§ YANG DIMINTA
Hitunglah, berapa baris di bawah ini yang memuat kata "Write"? Tuliskan angkanya saja.

§ DATA LATIHAN

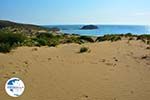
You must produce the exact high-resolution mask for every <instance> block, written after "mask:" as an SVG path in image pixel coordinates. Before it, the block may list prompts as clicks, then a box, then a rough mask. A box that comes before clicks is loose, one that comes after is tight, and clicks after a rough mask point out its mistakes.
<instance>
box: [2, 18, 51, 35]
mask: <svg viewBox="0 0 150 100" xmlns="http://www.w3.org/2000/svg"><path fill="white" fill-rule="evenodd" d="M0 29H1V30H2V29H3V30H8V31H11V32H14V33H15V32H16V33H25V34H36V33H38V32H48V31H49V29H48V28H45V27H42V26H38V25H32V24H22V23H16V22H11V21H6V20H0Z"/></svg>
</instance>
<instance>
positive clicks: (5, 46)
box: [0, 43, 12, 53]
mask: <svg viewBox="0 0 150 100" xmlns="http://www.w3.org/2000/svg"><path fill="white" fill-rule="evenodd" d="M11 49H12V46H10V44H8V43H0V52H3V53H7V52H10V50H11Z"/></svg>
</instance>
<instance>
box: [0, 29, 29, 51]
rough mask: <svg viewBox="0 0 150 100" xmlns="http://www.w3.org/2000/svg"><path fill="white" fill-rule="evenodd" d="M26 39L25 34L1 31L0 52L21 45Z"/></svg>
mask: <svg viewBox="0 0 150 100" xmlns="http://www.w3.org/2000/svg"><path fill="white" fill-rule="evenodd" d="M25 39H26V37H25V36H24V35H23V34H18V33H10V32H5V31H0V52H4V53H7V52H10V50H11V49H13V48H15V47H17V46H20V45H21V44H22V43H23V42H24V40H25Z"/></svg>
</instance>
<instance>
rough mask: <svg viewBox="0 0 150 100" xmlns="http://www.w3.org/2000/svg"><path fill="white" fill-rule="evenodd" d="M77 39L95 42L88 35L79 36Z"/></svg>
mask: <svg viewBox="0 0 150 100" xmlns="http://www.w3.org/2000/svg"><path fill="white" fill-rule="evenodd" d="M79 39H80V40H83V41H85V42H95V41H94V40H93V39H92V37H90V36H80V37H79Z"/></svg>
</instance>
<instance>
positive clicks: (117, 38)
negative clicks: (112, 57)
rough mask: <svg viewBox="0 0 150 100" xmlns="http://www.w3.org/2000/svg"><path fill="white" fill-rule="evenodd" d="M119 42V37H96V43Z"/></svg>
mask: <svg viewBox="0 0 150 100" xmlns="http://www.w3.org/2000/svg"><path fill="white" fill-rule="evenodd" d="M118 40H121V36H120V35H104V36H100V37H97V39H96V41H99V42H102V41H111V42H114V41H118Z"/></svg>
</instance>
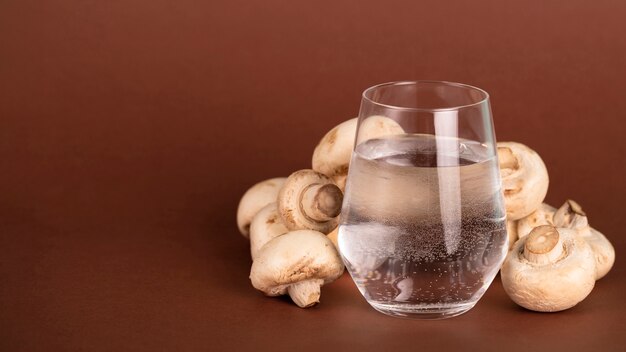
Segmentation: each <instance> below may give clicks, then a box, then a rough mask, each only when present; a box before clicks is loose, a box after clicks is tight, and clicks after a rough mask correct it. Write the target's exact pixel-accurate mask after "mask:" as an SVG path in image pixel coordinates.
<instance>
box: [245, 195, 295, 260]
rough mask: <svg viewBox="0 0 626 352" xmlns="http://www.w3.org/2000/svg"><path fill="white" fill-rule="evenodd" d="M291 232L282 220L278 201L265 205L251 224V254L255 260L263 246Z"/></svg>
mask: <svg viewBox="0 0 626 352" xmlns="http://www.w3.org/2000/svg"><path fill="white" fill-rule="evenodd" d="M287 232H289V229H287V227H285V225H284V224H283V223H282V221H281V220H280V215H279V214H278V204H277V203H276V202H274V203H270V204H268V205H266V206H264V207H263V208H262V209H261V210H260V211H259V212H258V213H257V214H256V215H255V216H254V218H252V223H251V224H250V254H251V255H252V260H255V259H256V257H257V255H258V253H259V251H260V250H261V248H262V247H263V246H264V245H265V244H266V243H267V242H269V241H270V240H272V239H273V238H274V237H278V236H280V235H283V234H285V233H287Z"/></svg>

...

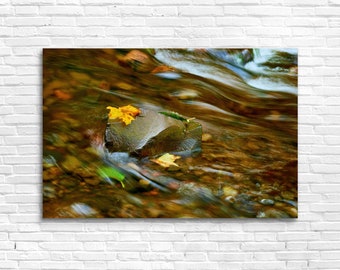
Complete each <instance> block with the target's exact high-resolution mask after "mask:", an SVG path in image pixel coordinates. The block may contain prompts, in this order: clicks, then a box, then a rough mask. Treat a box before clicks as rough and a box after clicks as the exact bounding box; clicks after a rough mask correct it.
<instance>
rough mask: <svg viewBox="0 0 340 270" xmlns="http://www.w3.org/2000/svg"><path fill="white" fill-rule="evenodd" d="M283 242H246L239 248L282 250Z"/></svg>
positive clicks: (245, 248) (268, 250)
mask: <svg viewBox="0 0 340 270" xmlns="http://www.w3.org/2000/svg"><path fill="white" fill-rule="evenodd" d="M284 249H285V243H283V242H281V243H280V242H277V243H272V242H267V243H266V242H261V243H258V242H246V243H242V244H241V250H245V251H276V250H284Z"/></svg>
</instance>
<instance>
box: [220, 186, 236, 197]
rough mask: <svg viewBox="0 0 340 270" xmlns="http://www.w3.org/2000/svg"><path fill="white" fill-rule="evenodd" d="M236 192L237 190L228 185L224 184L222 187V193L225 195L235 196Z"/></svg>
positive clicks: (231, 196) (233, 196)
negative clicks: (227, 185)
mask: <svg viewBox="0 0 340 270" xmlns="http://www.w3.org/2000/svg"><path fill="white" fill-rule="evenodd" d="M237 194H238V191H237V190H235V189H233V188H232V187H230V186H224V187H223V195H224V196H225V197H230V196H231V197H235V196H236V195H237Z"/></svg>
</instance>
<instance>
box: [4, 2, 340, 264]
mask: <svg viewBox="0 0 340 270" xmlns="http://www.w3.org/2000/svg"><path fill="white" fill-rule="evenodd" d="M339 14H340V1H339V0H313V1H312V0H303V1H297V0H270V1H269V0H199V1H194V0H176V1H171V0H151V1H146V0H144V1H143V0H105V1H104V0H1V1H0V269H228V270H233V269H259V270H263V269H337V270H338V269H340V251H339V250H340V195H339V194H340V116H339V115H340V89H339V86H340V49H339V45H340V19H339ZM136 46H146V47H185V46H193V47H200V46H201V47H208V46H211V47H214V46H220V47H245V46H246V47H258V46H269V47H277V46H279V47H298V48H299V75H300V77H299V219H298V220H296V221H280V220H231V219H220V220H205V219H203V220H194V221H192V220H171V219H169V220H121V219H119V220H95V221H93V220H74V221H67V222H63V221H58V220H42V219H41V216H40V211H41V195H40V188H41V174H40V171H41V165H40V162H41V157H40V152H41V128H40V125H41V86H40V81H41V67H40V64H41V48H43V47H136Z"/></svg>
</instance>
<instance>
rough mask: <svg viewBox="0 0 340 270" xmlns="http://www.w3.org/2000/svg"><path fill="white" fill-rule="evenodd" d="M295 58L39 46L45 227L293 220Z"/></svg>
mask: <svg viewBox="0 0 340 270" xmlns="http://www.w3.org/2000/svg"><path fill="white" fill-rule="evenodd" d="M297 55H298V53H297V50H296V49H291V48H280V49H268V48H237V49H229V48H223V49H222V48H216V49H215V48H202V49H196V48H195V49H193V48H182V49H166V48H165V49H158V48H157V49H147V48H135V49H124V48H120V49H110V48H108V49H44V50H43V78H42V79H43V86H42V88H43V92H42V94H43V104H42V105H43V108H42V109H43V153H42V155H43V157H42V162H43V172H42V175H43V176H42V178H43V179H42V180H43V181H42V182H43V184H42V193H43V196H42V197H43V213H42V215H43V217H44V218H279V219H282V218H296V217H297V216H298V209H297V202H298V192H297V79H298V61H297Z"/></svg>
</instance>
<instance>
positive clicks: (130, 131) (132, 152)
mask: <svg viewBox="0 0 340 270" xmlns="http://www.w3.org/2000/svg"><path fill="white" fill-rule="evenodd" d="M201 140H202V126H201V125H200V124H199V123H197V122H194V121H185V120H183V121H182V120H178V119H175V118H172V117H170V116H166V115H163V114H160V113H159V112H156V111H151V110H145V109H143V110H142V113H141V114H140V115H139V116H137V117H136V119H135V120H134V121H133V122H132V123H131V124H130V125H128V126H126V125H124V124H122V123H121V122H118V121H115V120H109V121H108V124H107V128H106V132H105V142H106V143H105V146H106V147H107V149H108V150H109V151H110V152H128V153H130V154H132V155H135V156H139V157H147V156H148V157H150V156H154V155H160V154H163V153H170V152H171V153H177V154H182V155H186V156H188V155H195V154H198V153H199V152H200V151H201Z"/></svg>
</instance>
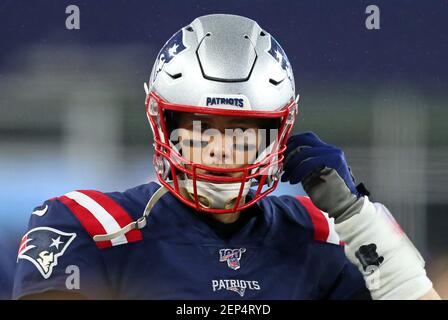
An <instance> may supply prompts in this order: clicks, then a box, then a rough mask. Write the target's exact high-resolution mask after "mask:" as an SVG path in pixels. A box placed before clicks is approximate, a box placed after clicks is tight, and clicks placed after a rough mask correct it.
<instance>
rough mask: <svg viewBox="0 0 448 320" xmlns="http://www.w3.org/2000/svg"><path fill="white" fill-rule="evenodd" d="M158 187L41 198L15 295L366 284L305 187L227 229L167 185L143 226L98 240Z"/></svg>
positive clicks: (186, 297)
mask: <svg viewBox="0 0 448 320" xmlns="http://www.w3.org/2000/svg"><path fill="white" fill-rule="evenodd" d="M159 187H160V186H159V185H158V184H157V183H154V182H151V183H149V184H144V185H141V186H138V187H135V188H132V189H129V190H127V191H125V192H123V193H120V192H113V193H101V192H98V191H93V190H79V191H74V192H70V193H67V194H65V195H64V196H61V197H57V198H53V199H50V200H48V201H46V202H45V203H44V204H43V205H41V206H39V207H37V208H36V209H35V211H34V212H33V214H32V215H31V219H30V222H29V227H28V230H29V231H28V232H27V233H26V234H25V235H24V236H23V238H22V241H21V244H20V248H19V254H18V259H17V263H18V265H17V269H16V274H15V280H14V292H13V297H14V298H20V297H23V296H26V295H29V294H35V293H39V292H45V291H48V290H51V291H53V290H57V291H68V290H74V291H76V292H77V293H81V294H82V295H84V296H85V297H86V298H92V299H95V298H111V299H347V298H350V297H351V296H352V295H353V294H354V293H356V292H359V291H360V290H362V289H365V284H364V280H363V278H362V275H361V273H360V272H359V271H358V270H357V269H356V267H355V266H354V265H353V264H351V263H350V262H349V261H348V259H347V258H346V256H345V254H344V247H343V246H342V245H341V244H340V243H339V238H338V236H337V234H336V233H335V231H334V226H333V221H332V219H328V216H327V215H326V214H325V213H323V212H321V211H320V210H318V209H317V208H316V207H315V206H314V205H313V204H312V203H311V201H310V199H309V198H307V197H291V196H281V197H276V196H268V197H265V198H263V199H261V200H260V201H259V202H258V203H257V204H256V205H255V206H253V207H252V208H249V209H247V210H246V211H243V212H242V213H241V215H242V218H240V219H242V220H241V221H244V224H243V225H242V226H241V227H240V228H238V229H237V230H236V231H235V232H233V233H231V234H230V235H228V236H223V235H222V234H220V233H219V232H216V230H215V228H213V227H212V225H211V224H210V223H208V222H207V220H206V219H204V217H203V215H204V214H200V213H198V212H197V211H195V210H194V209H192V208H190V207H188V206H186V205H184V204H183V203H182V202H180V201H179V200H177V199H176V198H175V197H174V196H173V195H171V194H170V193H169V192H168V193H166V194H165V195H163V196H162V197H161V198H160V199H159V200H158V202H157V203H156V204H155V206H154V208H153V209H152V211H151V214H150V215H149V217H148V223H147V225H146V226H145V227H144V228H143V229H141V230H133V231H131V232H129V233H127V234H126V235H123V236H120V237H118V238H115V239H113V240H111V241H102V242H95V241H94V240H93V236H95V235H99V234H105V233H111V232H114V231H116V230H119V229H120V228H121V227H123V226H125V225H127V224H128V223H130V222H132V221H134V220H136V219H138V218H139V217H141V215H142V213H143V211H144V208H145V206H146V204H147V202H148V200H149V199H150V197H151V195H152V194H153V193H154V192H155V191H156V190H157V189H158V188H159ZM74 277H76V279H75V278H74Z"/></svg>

§ JAWABAN LATIHAN
2